• Tarea asignada A: Según el texto sobre Howard Carter, ¿cuántas personas acudieron a su funeral?
• Tarea asignada B: Enumera todas las enfermedades que, según el texto sobre Howard Carter, sufrieron los miembros de la expedición durante la campaña 1928-1929.
• Tarea asignada C: Prosigue el texto sobre Howard Carter y la tumba de Tutankamón a partir de su última oración.

Después de diez años de arduo trabajo de excavación y documentación, en 1932 el arqueólogo británico dio por finalizados los trabajos en la tumba de Tutankamón en el Valle de los Reyes. Falto de reconocimiento en su país, el autor de uno de los descubrimientos arqueológicos más importantes de la historia murió en 1939. Howard Carter sería enterrado en una sencilla tumba en un cementerio londinense, y a su funeral solo acudieron cinco personas.

Luxor, finales de 1927. Tras haber extraído de la tumba de Tutankamón los 5.398 objetos que fueron depositados en su interior para acompañar al faraón en su viaje al más allá, Howard Carter respiró aliviado. El arqueólogo y su equipo pudieron entonces dedicarse a conservar y fotografiar una a una todas las maravillosas piezas que habían sido rescatadas de su sueño milenario, todas ellas de un valor incalculable.

La campaña 1927-1928 resultó, así, bastante tranquila, aunque la siguiente, que abarcó los años 1928-1929, fue por el contrario bastante accidentada. Uno de los más estrechos colaboradores de Carter, el conservador jefe Alfred Lucas, contrajo fiebre paratifoidea y el fotógrafo de la expedición, Harry Burton, a quien debemos las maravillosas imágenes del trabajo en la tumba, el dengue. Carter por su parte pilló un fortísimo resfriado. Afortunadamente todos lograron recuperarse y continuar con su trabajo el resto de la temporada.

Problemas para Carter

Pero durante la siguiente campaña de excavaciones, que tuvo lugar entre los años 1929 y 1930, el carácter hosco de Carter se acentuó debido a ciertos problemas burocráticos con las autoridades egipcias. En realidad, el trabajo en el interior de la tumba estaba prácticamente finalizado y la viuda de lord Carnarvon, lady Almina renunció a su concesión. Así, a partir de 1930, los costes de exploración los sufragaría el Gobierno egipcio y sería el Servicio de Antigüedades el encargado de supervisar lo que quedaba por hacer. Además, le negaron a Carter el acceso a la tumba, lo que provocó la ira del arqueólogo. Tan enfadado estaba que reclamó como propiedad de lady Almina las puertas de acero, las cerraduras y las llaves de la tumba, puesto que, argumentó, las había pagado lord Carnarvon.

En todo caso, Carter consiguió alguna compensación económica para la familia y herederos de su amigo y mecenas fallecido. En 1930, el Estado egipcio consintió en pagar más de 35.000 libras esterlinas a lady Almina en concepto de reembolso por los gastos que había supuesto todo el proyecto de excavación. En cuanto a Carter, finalmente se le permitió acabar su trabajo, pero las llaves de la tumba las conservaría un inspector local del Servicio de Antigüedades que llegaría al Valle de los Reyes cada día para abrir y cerrar las puertas.

• Información:
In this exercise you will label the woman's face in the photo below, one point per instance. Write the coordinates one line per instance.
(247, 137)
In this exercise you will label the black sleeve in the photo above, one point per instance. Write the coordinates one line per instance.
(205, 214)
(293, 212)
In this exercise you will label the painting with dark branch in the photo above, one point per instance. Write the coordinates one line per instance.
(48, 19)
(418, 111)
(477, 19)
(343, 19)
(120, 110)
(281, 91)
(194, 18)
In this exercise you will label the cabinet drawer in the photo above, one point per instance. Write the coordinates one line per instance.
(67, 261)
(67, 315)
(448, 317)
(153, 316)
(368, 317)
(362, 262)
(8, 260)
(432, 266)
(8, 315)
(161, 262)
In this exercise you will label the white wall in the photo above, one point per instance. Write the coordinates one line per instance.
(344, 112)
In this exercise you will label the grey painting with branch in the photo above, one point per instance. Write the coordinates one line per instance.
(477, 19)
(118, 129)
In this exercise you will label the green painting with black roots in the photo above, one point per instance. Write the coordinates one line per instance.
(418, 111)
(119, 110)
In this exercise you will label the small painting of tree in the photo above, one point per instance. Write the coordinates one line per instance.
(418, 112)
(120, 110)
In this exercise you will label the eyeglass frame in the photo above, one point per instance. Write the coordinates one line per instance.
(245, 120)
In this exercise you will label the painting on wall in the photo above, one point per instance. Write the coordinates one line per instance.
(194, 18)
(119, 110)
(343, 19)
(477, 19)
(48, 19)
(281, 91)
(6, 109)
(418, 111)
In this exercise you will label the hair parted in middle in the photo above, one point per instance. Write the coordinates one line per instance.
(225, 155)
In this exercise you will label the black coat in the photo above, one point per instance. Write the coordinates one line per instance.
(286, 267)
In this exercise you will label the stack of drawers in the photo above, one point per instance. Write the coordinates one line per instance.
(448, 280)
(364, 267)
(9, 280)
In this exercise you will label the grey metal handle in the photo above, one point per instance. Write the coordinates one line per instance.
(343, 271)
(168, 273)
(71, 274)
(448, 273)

• Espacio de respuesta A: Cinco personas.

• Espacio de respuesta B:
- Fiebre paratifoidea
- Dengue
- Un fortísimo resfriado

• Espacio de respuesta C:
Tras todos estos inconvenientes, la última campaña dio comienzo en octubre de 1930. Y, como se había pactado, Carter estuvo todo el tiempo bajo la supervisión del inspector del Servicio de Antigüedades. El oficial vigilaba constantemente al iracundo arqueólogo, tanto cuando trabajaba en el interior de la tumba como en el laboratorio de la expedición, instalado en la tumba de Seti II.

Finalmente, y a pesar de las dificultades añadidas, la última pieza de las capillas funerarias que habían ocultado el sarcófago de Tutankamón se extrajo de la tumba en noviembre de 1930, aunque el trabajo de conservación dirigido por Alfred Lucas duraría todavía un año más. Los trabajos se dieron por finalizados en febrero de 1932, casi diez años después del descubrimiento, cuando se envió la última caja al Museo Egipcio de El Cairo.

Falta de reconocimiento

Por fin Carter había acabado la tarea de su vida. Ahora podría dedicarse a la publicación académica de su trabajo. Pero el arqueólogo nunca terminaría la publicación de la excavación completa de la tumba de Tutankamón. Tan solo llegó a publicar los tres volúmenes que vieron la luz durante las excavaciones.

Pero a pesar de haber hecho el descubrimiento arqueológico más importante de todos los tiempos y de haber realizado un excelente trabajo de excavación y documentación, pioneros para su época, Carter nunca recibió ningún reconocimiento oficial. Grandes arqueólogos compatriotas suyos como sir William Flinders Petrie, Leonard Woolley, Max Mallowan o Alan Gardiner fueron nombrados caballeros y recibieron honores públicos, cosa que, sin embargo, nunca ocurrió con Carter. ¿Por qué? Tal vez la falta de una institución que lo patrocinase, su falta de formación académica y posiblemente su baja extracción social contribuyeron a ello. Y muy posiblemente también su difícil carácter.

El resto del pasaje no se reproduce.